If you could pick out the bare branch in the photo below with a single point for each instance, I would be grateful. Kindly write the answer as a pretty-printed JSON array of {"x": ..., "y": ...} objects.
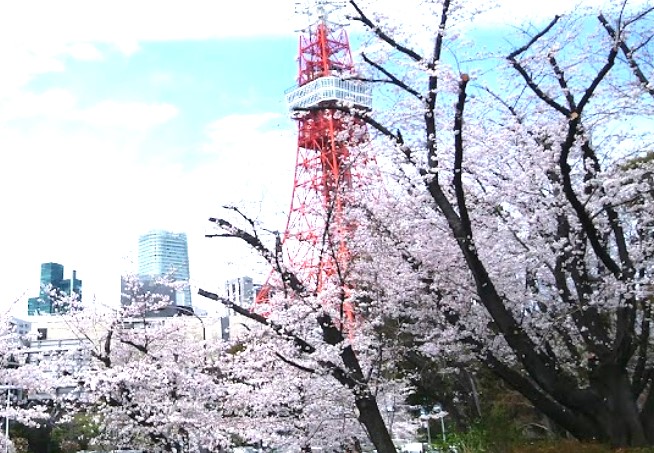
[
  {"x": 458, "y": 155},
  {"x": 527, "y": 77},
  {"x": 560, "y": 77},
  {"x": 628, "y": 53},
  {"x": 383, "y": 36},
  {"x": 280, "y": 330},
  {"x": 392, "y": 79}
]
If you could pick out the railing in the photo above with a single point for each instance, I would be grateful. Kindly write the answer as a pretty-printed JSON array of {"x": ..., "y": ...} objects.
[{"x": 330, "y": 89}]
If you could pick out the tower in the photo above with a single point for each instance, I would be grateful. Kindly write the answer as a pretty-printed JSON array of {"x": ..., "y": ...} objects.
[
  {"x": 328, "y": 163},
  {"x": 165, "y": 254}
]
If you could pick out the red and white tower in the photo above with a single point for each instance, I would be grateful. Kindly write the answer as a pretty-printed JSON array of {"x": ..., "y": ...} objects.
[{"x": 328, "y": 163}]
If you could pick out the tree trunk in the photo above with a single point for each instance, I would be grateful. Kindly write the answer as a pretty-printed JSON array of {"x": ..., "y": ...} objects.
[
  {"x": 371, "y": 418},
  {"x": 620, "y": 419}
]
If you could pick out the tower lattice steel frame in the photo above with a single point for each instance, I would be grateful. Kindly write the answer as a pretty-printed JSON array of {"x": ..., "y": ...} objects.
[{"x": 326, "y": 168}]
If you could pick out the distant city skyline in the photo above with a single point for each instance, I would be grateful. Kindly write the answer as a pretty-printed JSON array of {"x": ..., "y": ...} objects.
[
  {"x": 54, "y": 289},
  {"x": 164, "y": 254},
  {"x": 128, "y": 121}
]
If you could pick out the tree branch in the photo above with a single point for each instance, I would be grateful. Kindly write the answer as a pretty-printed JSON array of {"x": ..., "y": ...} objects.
[
  {"x": 458, "y": 156},
  {"x": 628, "y": 53},
  {"x": 363, "y": 18}
]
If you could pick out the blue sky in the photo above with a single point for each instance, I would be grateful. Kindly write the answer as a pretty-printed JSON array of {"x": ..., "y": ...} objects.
[{"x": 118, "y": 117}]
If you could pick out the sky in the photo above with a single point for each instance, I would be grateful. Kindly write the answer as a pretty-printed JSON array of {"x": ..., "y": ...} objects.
[{"x": 120, "y": 117}]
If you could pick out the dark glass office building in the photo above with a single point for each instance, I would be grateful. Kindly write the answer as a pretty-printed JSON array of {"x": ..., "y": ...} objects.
[{"x": 55, "y": 291}]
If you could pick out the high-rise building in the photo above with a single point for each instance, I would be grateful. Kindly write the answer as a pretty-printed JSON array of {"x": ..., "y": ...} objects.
[
  {"x": 54, "y": 291},
  {"x": 241, "y": 291},
  {"x": 165, "y": 254}
]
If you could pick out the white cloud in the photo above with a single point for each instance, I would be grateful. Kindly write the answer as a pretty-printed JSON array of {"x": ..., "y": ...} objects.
[
  {"x": 81, "y": 198},
  {"x": 84, "y": 51},
  {"x": 128, "y": 115},
  {"x": 123, "y": 21},
  {"x": 60, "y": 106}
]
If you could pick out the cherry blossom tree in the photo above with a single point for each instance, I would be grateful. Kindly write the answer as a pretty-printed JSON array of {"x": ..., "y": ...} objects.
[
  {"x": 515, "y": 233},
  {"x": 512, "y": 233}
]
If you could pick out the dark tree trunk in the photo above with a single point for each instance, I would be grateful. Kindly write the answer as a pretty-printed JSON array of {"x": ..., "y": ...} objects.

Job:
Leave out the pictures and reproduce the rest of the listing exactly.

Problem solution:
If you could pick out the bare branch in the photo below with a single point for each instance, I would be grateful. Kindly write the answer as a pretty-printed JSON array of {"x": ..., "y": ...} objects.
[
  {"x": 458, "y": 155},
  {"x": 527, "y": 77},
  {"x": 560, "y": 77},
  {"x": 628, "y": 53},
  {"x": 383, "y": 36},
  {"x": 280, "y": 330},
  {"x": 392, "y": 79}
]
If you could pick out the railing in the photo above with a single point for each instance, I would be grateful. Kindly write the answer as a pretty-printed JSON array of {"x": ..., "y": ...} objects.
[{"x": 330, "y": 89}]
If you could pick out the tower in the photo above with a single point for each instance, I would be grateful. Kindly write the answer as a pretty-printed JSON array of {"x": ..., "y": ...} objects.
[
  {"x": 328, "y": 163},
  {"x": 165, "y": 254}
]
If you could pick out the red and white tower in the photo above with a single point for each instance, I would be grateful. Kindly write the answer as a pretty-printed JSON array of {"x": ..., "y": ...} objects.
[{"x": 328, "y": 163}]
If you could pick out the tree trunk in the photo above with a single point for each instance, I would be grateful. Kindly write the answer as a pretty-printed JSON array of {"x": ..., "y": ...} objects.
[
  {"x": 371, "y": 418},
  {"x": 620, "y": 419}
]
If you could pick out the tower lattice steel frame in the photo above with a single point for each instance, I would be grateful. Kindly write the answer as a pretty-printed JSON array of {"x": ..., "y": ...} objects.
[{"x": 326, "y": 168}]
If you could pick out the distant city skyline in the photo above with a single point for each instance, I would be grateful. Kindly write the answer as a pretty-printed JSON array of {"x": ..., "y": ...} objects.
[
  {"x": 54, "y": 289},
  {"x": 164, "y": 254},
  {"x": 128, "y": 121}
]
If you could pick out the tree branch in the photo above with a single point for each instance, I would be grateful. Kindly write the answer as a pretty-printed JSON array of {"x": ..., "y": ...} objects.
[
  {"x": 458, "y": 156},
  {"x": 628, "y": 53},
  {"x": 363, "y": 18}
]
If you could pick out the blue sky in the photo above with a single point for each instance, I would be grateful. Kindly write the answer as a pretty-printed JSON array of {"x": ..., "y": ...} objects.
[{"x": 118, "y": 117}]
If you could pick out the sky in the photo above with a single point for each instance, I would be grateful. Kindly write the answer as a pretty-printed JSON array of {"x": ..., "y": ...} objects.
[{"x": 120, "y": 117}]
If you could pick out the dark glass office building in the photo above with a single point for each instance, I would be grateful. Kindly write the answer as a pretty-printed JSON array of {"x": ..., "y": ...} objects.
[{"x": 55, "y": 291}]
If you could pick out the high-rise building in the photo above with a single point for each instance, I would be grateful. Kindly write the answer as a pretty-printed JSON array of {"x": ..., "y": ...} objects.
[
  {"x": 54, "y": 291},
  {"x": 241, "y": 291},
  {"x": 165, "y": 254}
]
If you could pick out the white cloud in the photo above with a single point for each instance, I would be grateful. Kindly write the answer as a pretty-printed JSON array of {"x": ..., "y": ...} objects.
[
  {"x": 81, "y": 198},
  {"x": 84, "y": 51},
  {"x": 128, "y": 115},
  {"x": 123, "y": 21},
  {"x": 60, "y": 106}
]
If you could pick out the cherry blossom tree in the photo above with a single point for each instance, I would be grateful. Kindly write the answer as a pretty-printed JSON array of {"x": ..., "y": ...} objects.
[
  {"x": 515, "y": 233},
  {"x": 512, "y": 233}
]
If you could pick out the dark tree trunk in the photo above with a single point for each instance, I would be grateful. Kindly write the answer as a pretty-printed JSON array of {"x": ..., "y": ...} objects.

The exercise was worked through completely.